_Exercise material_.
━━━━━━━━━━

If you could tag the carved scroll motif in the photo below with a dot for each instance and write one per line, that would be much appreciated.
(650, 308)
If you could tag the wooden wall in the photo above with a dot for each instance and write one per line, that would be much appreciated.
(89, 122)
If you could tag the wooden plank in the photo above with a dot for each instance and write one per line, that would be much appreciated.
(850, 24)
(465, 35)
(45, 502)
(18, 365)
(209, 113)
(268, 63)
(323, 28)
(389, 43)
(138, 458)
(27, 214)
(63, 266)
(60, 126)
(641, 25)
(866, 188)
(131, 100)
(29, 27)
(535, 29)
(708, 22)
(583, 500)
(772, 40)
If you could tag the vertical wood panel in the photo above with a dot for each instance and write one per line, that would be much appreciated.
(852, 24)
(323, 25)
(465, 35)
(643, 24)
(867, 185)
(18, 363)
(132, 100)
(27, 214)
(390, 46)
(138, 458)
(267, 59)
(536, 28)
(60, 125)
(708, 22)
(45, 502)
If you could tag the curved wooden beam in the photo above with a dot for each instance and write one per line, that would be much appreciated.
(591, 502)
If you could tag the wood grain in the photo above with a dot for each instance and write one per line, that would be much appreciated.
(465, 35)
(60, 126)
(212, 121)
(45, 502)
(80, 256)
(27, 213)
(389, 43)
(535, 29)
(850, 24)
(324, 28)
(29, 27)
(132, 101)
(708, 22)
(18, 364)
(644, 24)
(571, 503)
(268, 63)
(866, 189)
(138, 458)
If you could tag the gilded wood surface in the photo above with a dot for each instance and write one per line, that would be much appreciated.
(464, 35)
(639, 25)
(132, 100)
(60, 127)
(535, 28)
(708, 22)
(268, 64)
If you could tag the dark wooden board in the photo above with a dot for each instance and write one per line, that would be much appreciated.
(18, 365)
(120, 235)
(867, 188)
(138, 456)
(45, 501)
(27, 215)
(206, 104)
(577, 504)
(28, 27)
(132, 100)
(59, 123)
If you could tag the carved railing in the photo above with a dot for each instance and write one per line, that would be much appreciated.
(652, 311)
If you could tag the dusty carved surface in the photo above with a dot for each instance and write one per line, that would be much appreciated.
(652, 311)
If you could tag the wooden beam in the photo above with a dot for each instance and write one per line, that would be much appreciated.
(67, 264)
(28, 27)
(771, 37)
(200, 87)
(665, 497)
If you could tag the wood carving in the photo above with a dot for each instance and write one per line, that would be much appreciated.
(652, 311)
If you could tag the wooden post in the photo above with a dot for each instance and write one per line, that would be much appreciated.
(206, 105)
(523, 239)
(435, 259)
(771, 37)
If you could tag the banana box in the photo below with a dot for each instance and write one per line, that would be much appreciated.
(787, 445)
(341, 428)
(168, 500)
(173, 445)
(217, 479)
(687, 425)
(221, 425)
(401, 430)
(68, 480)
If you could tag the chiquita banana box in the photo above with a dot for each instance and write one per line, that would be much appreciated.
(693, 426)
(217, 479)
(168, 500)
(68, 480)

━━━━━━━━━━

_Task requirements_.
Rewrite all of the items above as a numbered list, skipping any blank lines.

_Answer_.
1. If you could tag the carved scroll motif in the photo below with a dot for each instance and write one per line, that would be much appreciated.
2. (650, 308)
3. If you could tag the wooden wall in the photo above with a dot for each instance and write one per line, that would be much appreciated.
4. (89, 122)
5. If you could tag the wooden plank in the photo above with a dot for each instance and write one per line, that would be much appreciated.
6. (850, 24)
7. (465, 35)
8. (45, 502)
9. (18, 365)
10. (209, 113)
11. (268, 63)
12. (323, 28)
13. (389, 43)
14. (138, 458)
15. (27, 214)
16. (63, 266)
17. (60, 126)
18. (641, 25)
19. (866, 188)
20. (131, 100)
21. (29, 27)
22. (535, 29)
23. (708, 22)
24. (583, 500)
25. (772, 40)
26. If you could tag the vertical wood panel in the photo above with a dot for each instance and write one per line, that would be much appreciated.
27. (852, 24)
28. (323, 25)
29. (465, 35)
30. (643, 24)
31. (867, 185)
32. (18, 363)
33. (132, 100)
34. (27, 214)
35. (390, 46)
36. (138, 458)
37. (267, 59)
38. (536, 28)
39. (60, 125)
40. (708, 22)
41. (45, 502)
42. If you could tag the curved wooden beam in the photo above with a dot for each instance and write one per line, that would be much appreciated.
43. (591, 502)
44. If you could tag the wood grain in the photo above with a dot for each instance and write one per line, that would be much appreciated.
45. (465, 35)
46. (60, 126)
47. (212, 121)
48. (45, 502)
49. (80, 256)
50. (27, 213)
51. (389, 43)
52. (535, 29)
53. (850, 24)
54. (324, 28)
55. (29, 27)
56. (132, 101)
57. (708, 22)
58. (18, 364)
59. (644, 24)
60. (571, 503)
61. (268, 63)
62. (866, 189)
63. (138, 458)
64. If you could tag the gilded wood surface in the photo above with a dot for each instance and write one per line, that would be much appreciated.
65. (464, 35)
66. (639, 25)
67. (132, 100)
68. (60, 127)
69. (535, 28)
70. (708, 22)
71. (268, 64)
72. If you could tag the dark wooden board in the photo above with a dot for each instance and write one per line, that would be much appreciated.
73. (18, 365)
74. (120, 235)
75. (867, 188)
76. (138, 456)
77. (45, 501)
78. (27, 215)
79. (206, 104)
80. (577, 504)
81. (28, 27)
82. (132, 100)
83. (59, 123)
84. If you could tag the carved railing in the photo above with a dot for each instance and write one per line, that would be much appreciated.
85. (652, 311)
86. If you could tag the dusty carved surface in the photo above with a dot for each instance and write one per line, that would be much appreciated.
87. (652, 311)
88. If you could tag the wooden beam in the photo above with a dot for each instance and write one per line, that would be much appreciated.
89. (67, 264)
90. (28, 27)
91. (771, 37)
92. (200, 87)
93. (665, 497)
94. If you could tag the wood carving in the photo above with a dot for each instance and write one per line, that would be much appreciated.
95. (652, 311)
96. If you could tag the wooden post in the photo above with a dot for each instance and write one per line, that would be much appreciated.
97. (206, 105)
98. (523, 239)
99. (435, 259)
100. (771, 37)
101. If you could tag the banana box in the photo below with a dot for each instance and write one per line, that would be much appreciated.
102. (787, 445)
103. (341, 428)
104. (168, 500)
105. (173, 445)
106. (217, 479)
107. (687, 425)
108. (221, 425)
109. (401, 430)
110. (68, 480)
111. If you could tag the chiquita banana box in the photo above with a dot for each instance and write one per line, that would be much appreciated.
112. (693, 426)
113. (217, 479)
114. (168, 500)
115. (68, 480)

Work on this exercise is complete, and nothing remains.